→ **Data section**:
■ ■ ■ ■ ■ ■ ■

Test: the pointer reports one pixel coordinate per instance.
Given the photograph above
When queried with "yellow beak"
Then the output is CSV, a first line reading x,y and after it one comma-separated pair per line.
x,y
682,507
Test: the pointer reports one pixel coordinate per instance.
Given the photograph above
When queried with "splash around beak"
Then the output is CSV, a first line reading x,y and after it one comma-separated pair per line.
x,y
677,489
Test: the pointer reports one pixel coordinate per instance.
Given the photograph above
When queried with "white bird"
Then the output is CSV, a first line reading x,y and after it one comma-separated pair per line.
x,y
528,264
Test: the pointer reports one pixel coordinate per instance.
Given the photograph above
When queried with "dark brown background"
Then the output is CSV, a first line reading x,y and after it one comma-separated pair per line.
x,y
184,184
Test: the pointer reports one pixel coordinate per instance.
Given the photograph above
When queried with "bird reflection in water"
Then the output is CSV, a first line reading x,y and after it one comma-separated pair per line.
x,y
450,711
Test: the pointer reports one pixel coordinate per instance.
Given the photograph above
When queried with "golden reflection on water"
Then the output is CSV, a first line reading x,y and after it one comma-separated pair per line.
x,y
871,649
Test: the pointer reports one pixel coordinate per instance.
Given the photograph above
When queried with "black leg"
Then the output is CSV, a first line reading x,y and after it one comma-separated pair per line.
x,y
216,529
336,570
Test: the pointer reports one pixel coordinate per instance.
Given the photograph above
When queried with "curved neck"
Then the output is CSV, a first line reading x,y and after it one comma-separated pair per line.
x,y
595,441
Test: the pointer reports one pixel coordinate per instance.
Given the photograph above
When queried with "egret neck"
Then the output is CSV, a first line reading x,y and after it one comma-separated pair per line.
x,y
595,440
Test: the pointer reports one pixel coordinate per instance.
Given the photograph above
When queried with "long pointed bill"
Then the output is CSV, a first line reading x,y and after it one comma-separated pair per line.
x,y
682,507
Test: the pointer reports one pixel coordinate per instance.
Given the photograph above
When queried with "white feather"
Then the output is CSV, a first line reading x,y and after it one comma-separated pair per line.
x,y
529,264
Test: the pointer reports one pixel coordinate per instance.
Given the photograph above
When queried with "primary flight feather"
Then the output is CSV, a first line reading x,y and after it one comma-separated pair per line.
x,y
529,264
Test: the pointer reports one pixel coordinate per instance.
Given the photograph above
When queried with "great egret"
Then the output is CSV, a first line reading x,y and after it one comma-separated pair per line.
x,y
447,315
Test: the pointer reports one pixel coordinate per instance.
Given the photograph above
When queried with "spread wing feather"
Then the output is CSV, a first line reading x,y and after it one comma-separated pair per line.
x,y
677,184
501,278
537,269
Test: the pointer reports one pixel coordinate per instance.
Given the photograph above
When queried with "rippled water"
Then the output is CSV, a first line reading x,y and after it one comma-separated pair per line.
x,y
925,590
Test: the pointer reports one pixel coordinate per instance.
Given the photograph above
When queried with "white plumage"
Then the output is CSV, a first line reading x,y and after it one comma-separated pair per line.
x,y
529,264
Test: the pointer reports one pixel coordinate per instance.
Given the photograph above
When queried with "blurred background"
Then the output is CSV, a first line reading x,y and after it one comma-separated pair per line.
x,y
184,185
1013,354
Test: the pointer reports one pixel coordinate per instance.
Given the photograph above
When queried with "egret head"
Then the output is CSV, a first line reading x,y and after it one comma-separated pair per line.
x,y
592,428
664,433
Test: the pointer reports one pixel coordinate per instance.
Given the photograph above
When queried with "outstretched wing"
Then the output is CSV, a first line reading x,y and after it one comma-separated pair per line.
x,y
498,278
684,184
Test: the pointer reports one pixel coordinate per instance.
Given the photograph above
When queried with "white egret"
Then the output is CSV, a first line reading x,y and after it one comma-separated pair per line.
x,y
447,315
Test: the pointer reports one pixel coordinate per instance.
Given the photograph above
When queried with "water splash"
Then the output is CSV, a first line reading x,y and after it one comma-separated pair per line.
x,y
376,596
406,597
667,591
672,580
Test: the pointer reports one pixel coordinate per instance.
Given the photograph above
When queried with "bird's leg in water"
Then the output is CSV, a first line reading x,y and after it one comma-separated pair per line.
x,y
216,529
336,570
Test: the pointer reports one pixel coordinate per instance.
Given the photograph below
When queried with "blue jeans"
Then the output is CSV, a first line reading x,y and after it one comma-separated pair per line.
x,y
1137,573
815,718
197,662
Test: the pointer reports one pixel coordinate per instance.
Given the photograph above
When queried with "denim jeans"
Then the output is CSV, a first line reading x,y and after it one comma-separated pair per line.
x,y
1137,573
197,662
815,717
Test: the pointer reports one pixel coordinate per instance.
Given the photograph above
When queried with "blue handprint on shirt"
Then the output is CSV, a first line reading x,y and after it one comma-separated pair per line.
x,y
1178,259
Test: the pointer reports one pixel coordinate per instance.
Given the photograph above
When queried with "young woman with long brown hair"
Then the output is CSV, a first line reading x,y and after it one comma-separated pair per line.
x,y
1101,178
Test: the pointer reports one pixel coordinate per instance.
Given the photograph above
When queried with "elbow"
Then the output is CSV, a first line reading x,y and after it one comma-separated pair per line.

■ ■ ■ ■ ■ ■ ■

→ **Given problem**: Go through the material above line by line and copy it exactly.

→ **Task solution**:
Test: the pointer reports one pixel coordinate per instance.
Given the photograph above
When queried with "yellow beak"
Then the output is CSV, a first line reading x,y and after it one comma-separated pair per line.
x,y
682,507
Test: the pointer reports one pixel coordinate per instance.
Given the photograph above
When queried with "splash around beak"
Then the output is CSV, a first line reading x,y and after it one comma-separated pair per line.
x,y
677,489
Test: the pointer reports one pixel coordinate per instance.
Given the photograph above
When queried with "white bird"
Then the output is CSV, a first line reading x,y and after it one comma-separated pair per line.
x,y
528,264
Test: the pointer reports one pixel coordinate per instance.
Given the photograph above
When queried with "dark brown background"
Then the output is CSV, a first line reading x,y and after it one comma-separated pair per line.
x,y
184,184
Test: the pointer reports one pixel coordinate per instance.
Given the photograph above
When queried with "bird reflection in water"
Then the output is CSV, a first line reading x,y and after it one comma-separated pair per line.
x,y
450,711
Test: the pointer reports one pixel coordinate per instance.
Given the photograph above
When queried with "golden reflection on water"
Then the output is CSV, a first line reading x,y and after it one comma-separated pair per line.
x,y
871,649
Test: the pointer reports one pixel coordinate per instance.
Given the photograph above
When queried with "black leg"
Then the output is CSV, a first line reading x,y and after it one comma-separated pair per line.
x,y
216,529
336,570
Test: the pointer reports one pixel coordinate per instance.
Given the photograph above
When queried with "curved neck"
Then the output is CSV, a first line reading x,y and after it one comma-separated pair per line.
x,y
595,441
Test: the pointer reports one pixel coordinate per instance.
Given the photograph above
When queried with "egret neck"
Then the output is CSV, a first line reading x,y and after it one comma-separated pair per line.
x,y
595,440
Test: the pointer reports one pixel coordinate per instance.
Given the photograph above
When queried with "long pointed bill"
Then the output is CSV, a first line reading x,y and after it one comma-separated pair per line.
x,y
682,507
Test: the pointer reports one pixel coordinate per instance.
Given the photograph above
When queried with "white feather"
Then the output is CSV, a first line reading x,y and after it one comma-separated pair per line.
x,y
529,264
Test: the pointer reports one pixel coordinate per instance.
Given the photograph above
When queried with "primary flight feather"
Then the output is CSV, a first line reading x,y and after it one comma-separated pair per line.
x,y
529,264
Test: the pointer reports one pixel coordinate per instance.
Given the photograph above
When queried with "great egret"
Then the output is CSV, a first line reading x,y and after it one comma-separated pair per line.
x,y
447,315
Test: the pointer reports one pixel coordinate per instance.
Given the photograph above
When queried with "spread wing feather"
Then the output is CSV, a first line reading x,y and after it one comma-separated pair per line.
x,y
677,184
501,278
537,269
Test: the pointer reports one pixel coordinate per instance.
Given the photograph above
When queried with "rippled water"
Then the output is CSV, a first line reading x,y and after it one comma-separated pair per line.
x,y
925,590
Test: the pointer reports one pixel coordinate per instance.
Given the photograph above
When queried with "white plumage"
Then the output is CSV, a first line reading x,y and after it one comma-separated pair per line.
x,y
529,264
Test: the pointer reports one pixel coordinate per instance.
Given the photograph above
When queried with "blurred background"
Then the output is CSV, a first line reading x,y and after it one comma-separated pair per line.
x,y
184,185
1013,354
Test: the pointer reports one pixel coordinate per instance.
Given the photograph above
When queried with "egret head"
Then the output is CSV, a first line reading x,y and after it one comma-separated pair per line.
x,y
592,428
664,433
Test: the pointer reports one pixel coordinate per instance.
Given the photograph above
When queried with "outstretched wing"
Then the output is CSV, a first line reading x,y and after it one comma-separated pair per line.
x,y
498,278
684,184
Test: the pointer reports one pixel coordinate per instance.
Given the photograph above
When queried with "white egret"
Then the output is CSV, a first line reading x,y and after it one comma-separated pair per line.
x,y
447,315
Test: the pointer reports one pixel coordinate per instance.
Given the photograph above
When queried with "water splash"
Then the output is CSV, a first line reading x,y and after it one comma-separated pair per line.
x,y
376,596
406,597
667,591
672,580
Test: the pointer reports one pixel coordinate per instance.
Given the photograph above
When queried with "bird's leg in water"
Then the output is CSV, a first line reading x,y and after it one comma-separated pair per line.
x,y
216,529
336,570
Test: the pointer reports one pixel coordinate per instance.
Given the photograph below
When queried with "blue jeans"
Then the output is CSV, a first line reading x,y and after it one comma-separated pair per line.
x,y
1137,573
815,718
197,662
Test: the pointer reports one pixel coordinate per instance.
Given the photograph above
When queried with "denim jeans"
Then the output is CSV, a first line reading x,y and after it one comma-separated pair per line.
x,y
1137,573
197,662
815,717
Test: the pointer reports one pixel coordinate per instance.
Given the photograph above
When queried with "blue handprint on shirt"
Then the output is CSV, a first line reading x,y and after it one comma-separated pair per line.
x,y
1178,259
Test: the pointer reports one pixel coordinate per instance.
Given the photograph above
When queried with "young woman with long brown hair"
Then the output is CSV, a first line reading x,y and after it one comma-separated pair per line.
x,y
1101,178
Test: the pointer reports one pixel coordinate per instance.
Given the photograph above
When queried with "elbow"
Then the output is CSV, a first line reading x,y and after it one comma-separated pair per line.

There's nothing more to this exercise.